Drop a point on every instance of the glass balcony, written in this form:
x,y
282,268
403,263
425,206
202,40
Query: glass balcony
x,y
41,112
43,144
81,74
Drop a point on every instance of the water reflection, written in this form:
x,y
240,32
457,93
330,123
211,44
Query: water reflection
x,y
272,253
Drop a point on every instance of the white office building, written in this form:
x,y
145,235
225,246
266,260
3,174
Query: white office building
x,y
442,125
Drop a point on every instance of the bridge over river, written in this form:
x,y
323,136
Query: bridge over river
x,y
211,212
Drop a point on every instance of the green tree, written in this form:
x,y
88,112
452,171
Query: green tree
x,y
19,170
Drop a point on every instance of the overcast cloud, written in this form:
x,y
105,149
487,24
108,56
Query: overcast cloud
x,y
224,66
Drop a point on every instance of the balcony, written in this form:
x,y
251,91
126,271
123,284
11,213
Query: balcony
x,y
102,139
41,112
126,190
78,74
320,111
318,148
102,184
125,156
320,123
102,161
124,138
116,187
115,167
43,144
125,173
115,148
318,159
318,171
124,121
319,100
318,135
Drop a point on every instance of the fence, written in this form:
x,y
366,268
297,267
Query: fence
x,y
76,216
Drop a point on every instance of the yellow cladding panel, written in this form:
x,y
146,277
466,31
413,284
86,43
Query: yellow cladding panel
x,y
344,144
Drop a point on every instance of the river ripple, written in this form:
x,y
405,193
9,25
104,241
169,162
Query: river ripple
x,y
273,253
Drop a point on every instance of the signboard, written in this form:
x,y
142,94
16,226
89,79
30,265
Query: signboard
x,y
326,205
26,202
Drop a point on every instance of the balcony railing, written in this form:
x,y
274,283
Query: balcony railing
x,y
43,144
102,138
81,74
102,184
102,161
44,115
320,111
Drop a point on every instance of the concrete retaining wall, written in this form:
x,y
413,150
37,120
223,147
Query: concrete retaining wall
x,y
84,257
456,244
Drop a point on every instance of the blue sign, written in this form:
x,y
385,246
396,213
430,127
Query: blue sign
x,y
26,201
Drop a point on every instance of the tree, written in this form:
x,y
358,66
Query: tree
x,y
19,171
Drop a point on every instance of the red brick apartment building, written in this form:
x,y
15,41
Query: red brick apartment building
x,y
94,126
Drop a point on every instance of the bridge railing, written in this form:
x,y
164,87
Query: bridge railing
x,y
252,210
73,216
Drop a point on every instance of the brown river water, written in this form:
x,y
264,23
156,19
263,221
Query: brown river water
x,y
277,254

→ **Your objective**
Only the lines from the one that contains "Drop a point on every instance of the blue" to the end of the data should be output, exactly as they appear.

→ **Correct answer**
Drop a point on every instance of the blue sign, written in this form:
x,y
385,246
396,213
430,127
Query: blue sign
x,y
26,201
Drop a point on every instance of the tree, written in this form:
x,y
358,66
Query: tree
x,y
19,171
Drop a point on every instance of the red brick apartment building, written in this form:
x,y
15,41
Query: red brick apartment building
x,y
94,126
Drop a point on every instance of the bridge railing, written in this form:
x,y
164,87
Query: bridge railing
x,y
252,210
73,216
Drop a point on every instance of the brown river water, written in this form:
x,y
264,23
156,19
263,221
Query: brown river water
x,y
277,254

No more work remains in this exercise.